*** Begin section ***

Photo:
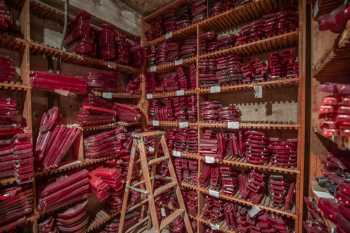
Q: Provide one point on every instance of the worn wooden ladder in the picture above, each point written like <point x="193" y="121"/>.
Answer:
<point x="139" y="150"/>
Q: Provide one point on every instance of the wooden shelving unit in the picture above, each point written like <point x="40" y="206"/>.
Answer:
<point x="329" y="64"/>
<point x="25" y="46"/>
<point x="232" y="19"/>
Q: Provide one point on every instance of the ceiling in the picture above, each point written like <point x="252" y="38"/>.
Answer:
<point x="145" y="7"/>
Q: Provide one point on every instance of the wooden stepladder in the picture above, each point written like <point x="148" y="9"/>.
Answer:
<point x="145" y="186"/>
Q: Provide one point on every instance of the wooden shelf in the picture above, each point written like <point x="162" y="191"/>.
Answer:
<point x="8" y="181"/>
<point x="222" y="227"/>
<point x="38" y="48"/>
<point x="54" y="10"/>
<point x="172" y="5"/>
<point x="118" y="95"/>
<point x="252" y="125"/>
<point x="170" y="65"/>
<point x="73" y="166"/>
<point x="173" y="94"/>
<point x="236" y="198"/>
<point x="14" y="86"/>
<point x="261" y="46"/>
<point x="326" y="6"/>
<point x="334" y="66"/>
<point x="170" y="124"/>
<point x="267" y="84"/>
<point x="231" y="18"/>
<point x="242" y="163"/>
<point x="12" y="42"/>
<point x="283" y="82"/>
<point x="108" y="126"/>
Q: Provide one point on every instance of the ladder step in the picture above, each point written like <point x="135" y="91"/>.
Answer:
<point x="157" y="160"/>
<point x="164" y="188"/>
<point x="165" y="222"/>
<point x="137" y="189"/>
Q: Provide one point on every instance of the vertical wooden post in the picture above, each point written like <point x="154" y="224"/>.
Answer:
<point x="199" y="194"/>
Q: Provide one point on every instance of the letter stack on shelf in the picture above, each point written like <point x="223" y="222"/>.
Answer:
<point x="228" y="62"/>
<point x="16" y="203"/>
<point x="328" y="204"/>
<point x="54" y="140"/>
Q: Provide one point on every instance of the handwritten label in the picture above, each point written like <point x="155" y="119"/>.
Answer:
<point x="183" y="124"/>
<point x="258" y="92"/>
<point x="253" y="211"/>
<point x="214" y="193"/>
<point x="107" y="95"/>
<point x="179" y="62"/>
<point x="168" y="35"/>
<point x="153" y="69"/>
<point x="214" y="227"/>
<point x="215" y="89"/>
<point x="155" y="123"/>
<point x="180" y="92"/>
<point x="209" y="159"/>
<point x="162" y="212"/>
<point x="233" y="125"/>
<point x="177" y="154"/>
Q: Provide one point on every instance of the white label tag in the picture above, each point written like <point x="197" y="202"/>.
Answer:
<point x="162" y="212"/>
<point x="151" y="149"/>
<point x="321" y="194"/>
<point x="153" y="69"/>
<point x="155" y="123"/>
<point x="177" y="154"/>
<point x="258" y="92"/>
<point x="215" y="89"/>
<point x="62" y="92"/>
<point x="183" y="124"/>
<point x="233" y="125"/>
<point x="107" y="95"/>
<point x="179" y="62"/>
<point x="180" y="92"/>
<point x="214" y="193"/>
<point x="209" y="159"/>
<point x="253" y="211"/>
<point x="168" y="35"/>
<point x="214" y="227"/>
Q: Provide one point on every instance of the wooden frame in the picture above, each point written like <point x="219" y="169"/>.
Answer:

*** End section ***

◆ What the task asks: Using the entries above, give again exactly the lines from the line holding "Q: Provide one point on every instance of the ceiling" through the line holding "Q: Provide one point on every instance of the wooden shelf". Include both end lines and nothing else.

◆ Solution to this problem:
Q: Provide one point on every instance of the ceiling in the picture above, each point written like <point x="252" y="38"/>.
Answer:
<point x="145" y="7"/>
Q: Provide one point on every instance of the wooden stepladder in the picture above, each point written like <point x="148" y="9"/>.
Answer:
<point x="145" y="186"/>
Q: Provide one point on every instance of the wooden shelf in the picture above, each point written like <point x="162" y="191"/>.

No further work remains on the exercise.